READING PASSAGE>
Contigs assembled from short reads tend to be relatively small compared to mammalian chromosomes. As a result, draft genomes reconstructed from such contigs tend to be very fragmented and have a lot of gaps.
Instead, the team used long read sequencing, with reads around 10,000 base pairs in length, with the principal advantage being longer contigs and fewer gaps.
“Then you can use other methods such as optical mapping and Hi-C to assemble contigs into bigger structures called scaffolds, and those can be as big as an entire chromosome,” Bukhman explains.
The researchers also analyzed segmental duplications, large regions of duplicated sequence that often contain genes and can provide insight into evolutionary processes when compared to other species, either closely or distantly related.
They found that the blue whale had a large burst of segmental duplications in the recent past, with larger numbers of copies than the bottlenose dolphin and the vaquita (the world’s smallest cetacean, the order of mammals including whales, dolphins and porpoises). While most of the copies of genes created this way are likely non-functional, or their function is still unknown, the team did identify several known genes.
One encodes the protein metallothionein, which is known to bind heavy metals and sequester their toxicity — a useful mechanism for large animals that accumulate heavy metals while living in the ocean.
How reference genomes can help with wildlife conservation
A reference genome is also useful for species conservation. The blue whale was hunted almost to extinction in the first half of the 20th century. It is now protected by an international treaty and the populations are recovering.

EXERCISE SET>
A) Repeat the blue whale genome article word for word, from "The researchers also" up to and including "or distantly related.".
B) Can you rewrite the paragraph of the blue whale genome article that begins "They found that the blue whale had" more briefly, keeping its main facts?
C) According to the blue whale genome article, what is the protein metallothionein known to do?
The items after this come from a separate source.

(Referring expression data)

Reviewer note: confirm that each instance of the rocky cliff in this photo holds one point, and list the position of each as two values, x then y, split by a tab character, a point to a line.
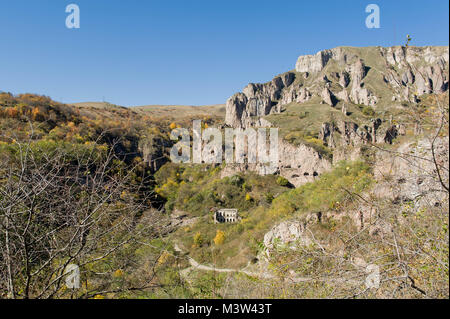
373	81
366	76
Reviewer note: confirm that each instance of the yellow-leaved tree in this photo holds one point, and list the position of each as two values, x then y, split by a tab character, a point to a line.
220	237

TASK ANSWERS>
A)
The researchers also analyzed segmental duplications, large regions of duplicated sequence that often contain genes and can provide insight into evolutionary processes when compared to other species, either closely or distantly related.

B) The blue whale recently had a large burst of segmental duplications, with more copies than the bottlenose dolphin and the vaquita. Most resulting gene copies are probably non-functional or of unknown function, but the team identified several known genes.

C) It binds heavy metals and sequesters their toxicity.